• **Excerpt provided**
Galt, I can't find anything about the Greemount & 27th shooting, let me know if you hear anything...

19 comments:

Anonymous said...

"Then they showed people in the neighborhood pictures of the suspect. That led them to arrest 22-year-old"

Anonymous said...

You should fix your multiple typos before giving us grief over style guides.

Anonymous said...

Men's Health magazine awards Charm Sh*tty an F for Safety and an F for Quality of Life, among other things.

Maurice Bradbury said...

Dear "anonymous"-- I'm an unpaid volunteer (and professional writer by day) who might strike a wrong key sometime. If you report for a living for a media outlet (say, oh I dunno, WJZ) and you don't know what a compound modifier is (hint: "100-pounds" is not one), and your editors can't be bothered to check your style, you need a new job -- you're working for as bunch of hacks and you're going nowhere. Try selling cars.
Zing!

Maurice Bradbury said...

I'll be psyched if you can sell "over" one car. Loser.

Anonymous said...

Ummm... if a person kills 5 people since 1999 doesn't that make him a serial killer? News outlets seems really scared to use that term!

• **Information supplied**
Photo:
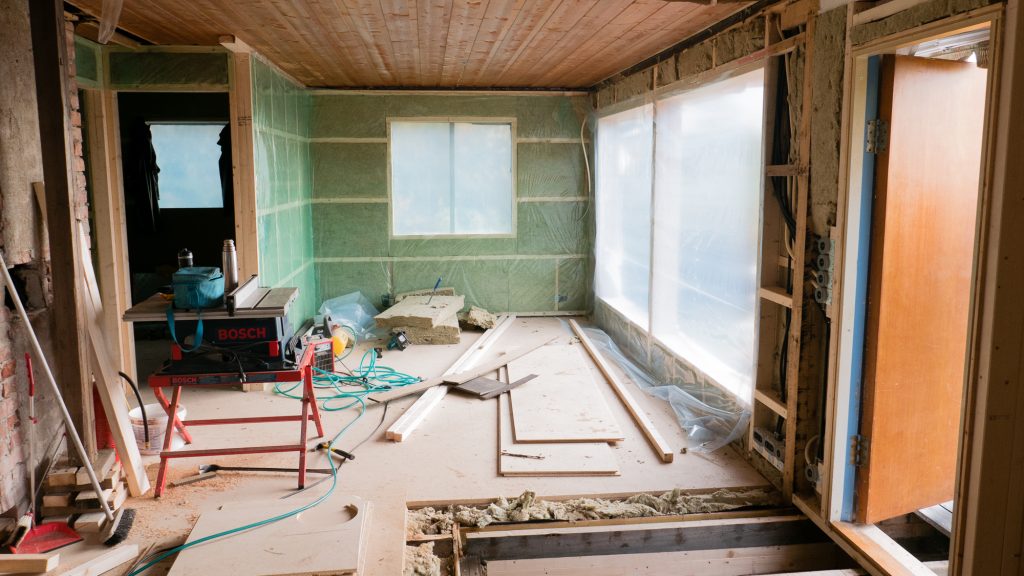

• **What is required**
Please list every number written in digits within the comments of the comment thread above, excluding the opening post and the comment-count heading.

• **Response to the task**
22, 100, 5, 1999